- [Records for this task]

* begin *

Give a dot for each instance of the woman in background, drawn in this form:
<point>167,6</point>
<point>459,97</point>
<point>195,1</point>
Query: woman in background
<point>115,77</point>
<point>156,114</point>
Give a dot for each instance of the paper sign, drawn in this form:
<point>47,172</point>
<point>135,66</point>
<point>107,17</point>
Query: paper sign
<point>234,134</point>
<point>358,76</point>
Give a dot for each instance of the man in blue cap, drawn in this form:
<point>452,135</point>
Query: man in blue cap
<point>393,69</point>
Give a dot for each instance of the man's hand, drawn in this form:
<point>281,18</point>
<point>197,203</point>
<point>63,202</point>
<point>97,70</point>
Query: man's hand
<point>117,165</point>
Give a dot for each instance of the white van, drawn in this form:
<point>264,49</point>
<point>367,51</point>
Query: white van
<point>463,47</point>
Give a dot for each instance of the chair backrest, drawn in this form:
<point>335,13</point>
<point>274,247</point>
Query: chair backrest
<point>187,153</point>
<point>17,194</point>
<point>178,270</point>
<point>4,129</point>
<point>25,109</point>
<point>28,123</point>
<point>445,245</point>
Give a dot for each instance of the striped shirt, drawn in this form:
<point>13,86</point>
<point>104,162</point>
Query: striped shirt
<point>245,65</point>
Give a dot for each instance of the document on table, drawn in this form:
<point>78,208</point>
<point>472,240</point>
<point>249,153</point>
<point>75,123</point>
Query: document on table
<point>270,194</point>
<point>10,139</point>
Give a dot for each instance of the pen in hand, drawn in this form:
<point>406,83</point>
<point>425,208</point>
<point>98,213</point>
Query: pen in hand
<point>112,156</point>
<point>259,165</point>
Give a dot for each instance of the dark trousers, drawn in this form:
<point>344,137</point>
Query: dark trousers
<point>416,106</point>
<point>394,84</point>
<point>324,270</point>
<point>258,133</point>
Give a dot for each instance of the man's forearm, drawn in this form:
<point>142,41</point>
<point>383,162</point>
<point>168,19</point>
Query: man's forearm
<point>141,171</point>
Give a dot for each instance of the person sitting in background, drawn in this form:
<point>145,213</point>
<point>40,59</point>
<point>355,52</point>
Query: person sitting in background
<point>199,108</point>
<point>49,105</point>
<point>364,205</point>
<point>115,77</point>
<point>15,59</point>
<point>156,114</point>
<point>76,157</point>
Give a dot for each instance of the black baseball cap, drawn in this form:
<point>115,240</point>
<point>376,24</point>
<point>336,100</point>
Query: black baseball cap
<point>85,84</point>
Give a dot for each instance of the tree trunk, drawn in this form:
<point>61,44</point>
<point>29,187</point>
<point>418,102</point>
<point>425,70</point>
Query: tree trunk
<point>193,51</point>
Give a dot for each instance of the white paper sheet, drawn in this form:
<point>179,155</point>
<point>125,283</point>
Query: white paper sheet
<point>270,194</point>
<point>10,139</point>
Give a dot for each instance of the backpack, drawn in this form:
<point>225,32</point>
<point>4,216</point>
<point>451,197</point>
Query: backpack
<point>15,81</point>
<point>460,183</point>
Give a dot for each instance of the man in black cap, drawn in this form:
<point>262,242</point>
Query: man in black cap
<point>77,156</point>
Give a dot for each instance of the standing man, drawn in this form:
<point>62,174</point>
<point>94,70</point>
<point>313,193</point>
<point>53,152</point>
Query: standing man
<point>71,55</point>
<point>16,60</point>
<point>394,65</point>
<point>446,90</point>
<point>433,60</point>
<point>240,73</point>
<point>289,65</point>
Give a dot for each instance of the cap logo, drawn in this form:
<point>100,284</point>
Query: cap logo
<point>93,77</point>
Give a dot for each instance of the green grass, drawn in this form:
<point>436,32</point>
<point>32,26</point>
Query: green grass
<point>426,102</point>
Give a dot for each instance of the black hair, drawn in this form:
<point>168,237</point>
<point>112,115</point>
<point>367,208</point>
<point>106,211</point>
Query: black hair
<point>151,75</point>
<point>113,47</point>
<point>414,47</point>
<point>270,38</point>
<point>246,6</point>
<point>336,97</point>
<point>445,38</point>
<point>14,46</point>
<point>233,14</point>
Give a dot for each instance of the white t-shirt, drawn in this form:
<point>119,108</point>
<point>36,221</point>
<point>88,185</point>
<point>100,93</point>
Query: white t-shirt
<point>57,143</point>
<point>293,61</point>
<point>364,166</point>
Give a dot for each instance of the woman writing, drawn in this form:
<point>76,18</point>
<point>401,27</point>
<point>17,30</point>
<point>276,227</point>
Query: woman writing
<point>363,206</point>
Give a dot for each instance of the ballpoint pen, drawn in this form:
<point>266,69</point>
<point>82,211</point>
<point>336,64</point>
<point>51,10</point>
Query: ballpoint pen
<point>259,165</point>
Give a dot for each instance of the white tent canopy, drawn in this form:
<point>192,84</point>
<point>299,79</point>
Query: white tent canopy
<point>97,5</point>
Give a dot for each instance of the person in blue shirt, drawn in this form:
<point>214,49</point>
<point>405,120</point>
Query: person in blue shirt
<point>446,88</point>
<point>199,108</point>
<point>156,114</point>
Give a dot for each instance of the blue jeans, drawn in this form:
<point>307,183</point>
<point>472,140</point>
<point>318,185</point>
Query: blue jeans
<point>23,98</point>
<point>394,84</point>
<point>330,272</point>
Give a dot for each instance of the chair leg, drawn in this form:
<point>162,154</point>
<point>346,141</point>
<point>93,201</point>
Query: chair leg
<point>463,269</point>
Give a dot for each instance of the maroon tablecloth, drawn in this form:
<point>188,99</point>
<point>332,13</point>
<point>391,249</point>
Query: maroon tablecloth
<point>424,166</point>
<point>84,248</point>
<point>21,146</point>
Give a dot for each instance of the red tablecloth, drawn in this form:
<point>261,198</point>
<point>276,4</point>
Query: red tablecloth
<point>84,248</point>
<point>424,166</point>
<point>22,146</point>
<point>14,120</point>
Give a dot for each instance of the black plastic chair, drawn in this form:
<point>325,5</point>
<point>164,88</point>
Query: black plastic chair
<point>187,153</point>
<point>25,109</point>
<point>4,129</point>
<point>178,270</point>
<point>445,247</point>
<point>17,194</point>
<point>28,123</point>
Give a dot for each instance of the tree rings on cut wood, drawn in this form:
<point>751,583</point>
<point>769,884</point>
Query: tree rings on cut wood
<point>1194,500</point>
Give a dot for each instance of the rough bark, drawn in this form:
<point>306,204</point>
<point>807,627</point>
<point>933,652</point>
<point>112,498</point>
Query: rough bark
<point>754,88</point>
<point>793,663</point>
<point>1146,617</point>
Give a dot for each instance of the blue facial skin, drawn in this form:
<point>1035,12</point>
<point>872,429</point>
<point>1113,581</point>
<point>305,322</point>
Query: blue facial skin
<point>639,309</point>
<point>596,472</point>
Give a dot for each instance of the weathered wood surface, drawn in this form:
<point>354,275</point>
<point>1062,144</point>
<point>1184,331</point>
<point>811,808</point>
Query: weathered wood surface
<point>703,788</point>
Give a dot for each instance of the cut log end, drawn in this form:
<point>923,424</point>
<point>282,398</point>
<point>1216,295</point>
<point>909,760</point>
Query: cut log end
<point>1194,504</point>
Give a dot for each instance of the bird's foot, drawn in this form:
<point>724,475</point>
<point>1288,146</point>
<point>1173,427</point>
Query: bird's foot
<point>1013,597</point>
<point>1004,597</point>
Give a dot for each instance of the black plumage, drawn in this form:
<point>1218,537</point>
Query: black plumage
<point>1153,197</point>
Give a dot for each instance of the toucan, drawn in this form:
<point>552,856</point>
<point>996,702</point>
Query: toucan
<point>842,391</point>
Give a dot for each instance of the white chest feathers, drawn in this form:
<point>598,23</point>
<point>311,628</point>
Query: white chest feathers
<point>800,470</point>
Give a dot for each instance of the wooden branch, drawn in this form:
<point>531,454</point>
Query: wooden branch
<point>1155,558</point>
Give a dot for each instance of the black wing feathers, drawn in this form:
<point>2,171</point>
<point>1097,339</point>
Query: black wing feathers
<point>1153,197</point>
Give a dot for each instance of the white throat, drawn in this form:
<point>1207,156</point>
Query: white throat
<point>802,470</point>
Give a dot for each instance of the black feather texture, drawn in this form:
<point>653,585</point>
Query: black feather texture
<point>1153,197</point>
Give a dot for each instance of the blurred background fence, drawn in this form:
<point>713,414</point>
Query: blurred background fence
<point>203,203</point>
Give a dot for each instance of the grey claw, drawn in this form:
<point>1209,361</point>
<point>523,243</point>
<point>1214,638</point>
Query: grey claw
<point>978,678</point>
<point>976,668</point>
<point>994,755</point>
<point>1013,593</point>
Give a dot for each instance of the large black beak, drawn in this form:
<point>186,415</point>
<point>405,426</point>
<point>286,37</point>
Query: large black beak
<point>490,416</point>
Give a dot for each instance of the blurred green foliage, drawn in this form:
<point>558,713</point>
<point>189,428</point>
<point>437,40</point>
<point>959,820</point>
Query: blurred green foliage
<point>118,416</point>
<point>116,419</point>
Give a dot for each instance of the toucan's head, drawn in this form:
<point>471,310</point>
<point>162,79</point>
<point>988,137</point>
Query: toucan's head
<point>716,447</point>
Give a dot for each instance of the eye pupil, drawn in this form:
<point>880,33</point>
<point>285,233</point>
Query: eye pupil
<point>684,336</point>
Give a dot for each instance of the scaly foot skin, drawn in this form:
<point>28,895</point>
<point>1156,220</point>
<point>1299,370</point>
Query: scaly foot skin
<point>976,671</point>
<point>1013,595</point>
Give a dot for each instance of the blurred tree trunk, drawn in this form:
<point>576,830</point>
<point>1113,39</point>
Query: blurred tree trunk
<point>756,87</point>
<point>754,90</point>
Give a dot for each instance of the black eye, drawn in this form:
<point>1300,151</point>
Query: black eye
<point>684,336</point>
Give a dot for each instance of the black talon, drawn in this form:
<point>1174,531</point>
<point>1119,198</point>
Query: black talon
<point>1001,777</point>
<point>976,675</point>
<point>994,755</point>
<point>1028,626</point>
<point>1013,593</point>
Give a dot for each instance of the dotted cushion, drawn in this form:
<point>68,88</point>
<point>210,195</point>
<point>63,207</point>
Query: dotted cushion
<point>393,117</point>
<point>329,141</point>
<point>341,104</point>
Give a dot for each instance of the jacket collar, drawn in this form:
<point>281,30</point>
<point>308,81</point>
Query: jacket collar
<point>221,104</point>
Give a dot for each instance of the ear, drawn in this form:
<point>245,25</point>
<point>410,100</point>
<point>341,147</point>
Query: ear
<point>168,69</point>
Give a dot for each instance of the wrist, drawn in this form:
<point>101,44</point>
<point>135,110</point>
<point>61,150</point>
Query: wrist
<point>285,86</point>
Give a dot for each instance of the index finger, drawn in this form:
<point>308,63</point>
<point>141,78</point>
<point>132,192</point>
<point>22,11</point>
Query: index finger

* end *

- [Exercise aim]
Output the lines of the data above without any change, starting at the line that contains "Give a dot for each instance of the maroon" and ending at the line that contains "<point>14,120</point>", with both of those lines included.

- [Task response]
Give a dot for each instance of the maroon tablecloth, drawn in this form:
<point>188,99</point>
<point>332,13</point>
<point>391,249</point>
Query: maroon tablecloth
<point>424,166</point>
<point>84,248</point>
<point>21,146</point>
Give a dot for each instance of the red tablecloth, drawn in this form:
<point>261,198</point>
<point>276,4</point>
Query: red tablecloth
<point>84,248</point>
<point>424,166</point>
<point>22,146</point>
<point>14,120</point>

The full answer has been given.